Stated problem: Nothing but the lines from the one containing "cloud in the photo above." to the end of the data should be returned, each exactly as written.

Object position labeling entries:
--*--

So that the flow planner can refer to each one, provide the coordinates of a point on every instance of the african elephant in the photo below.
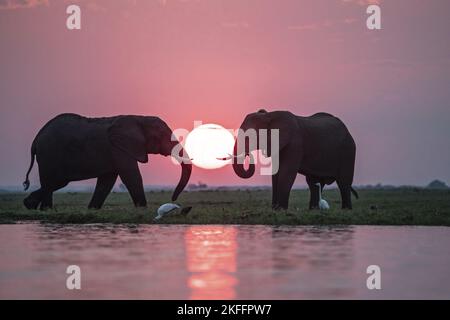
(71, 147)
(319, 147)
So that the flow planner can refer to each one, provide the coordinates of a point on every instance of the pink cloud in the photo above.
(20, 4)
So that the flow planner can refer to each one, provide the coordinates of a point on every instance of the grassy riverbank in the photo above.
(375, 207)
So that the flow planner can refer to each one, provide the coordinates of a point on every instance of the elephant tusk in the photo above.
(230, 156)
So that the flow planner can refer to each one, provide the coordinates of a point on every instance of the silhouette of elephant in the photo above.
(71, 147)
(319, 147)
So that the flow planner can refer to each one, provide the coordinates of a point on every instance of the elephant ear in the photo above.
(126, 134)
(286, 130)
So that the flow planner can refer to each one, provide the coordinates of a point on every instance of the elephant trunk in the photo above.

--*--

Answer to this task:
So that the flow planner can refer to each one, provide the coordinates of a point on every instance of the pink cloud in the photo above.
(20, 4)
So that the flow planner can refer to each one, provide the coordinates of a point on every instance of the grassy riverbank in the photo above.
(375, 207)
So that the flow planner can refer to each one, provide the coordinates of a point on every instance of the elephant tusk in the photo above.
(230, 156)
So that the flow planner can refer to each one, provide the coordinates of a point on every instance of the silhouette of elephant in the photo above.
(71, 147)
(319, 147)
So that the flow planner can refer to each one, provide the coordinates of a point on every instance of the elephant ear in the photo above.
(126, 134)
(286, 130)
So that the flow planner can refer to each one, provide the coordinates of a point on every instance of the elephant trunk in the photo above.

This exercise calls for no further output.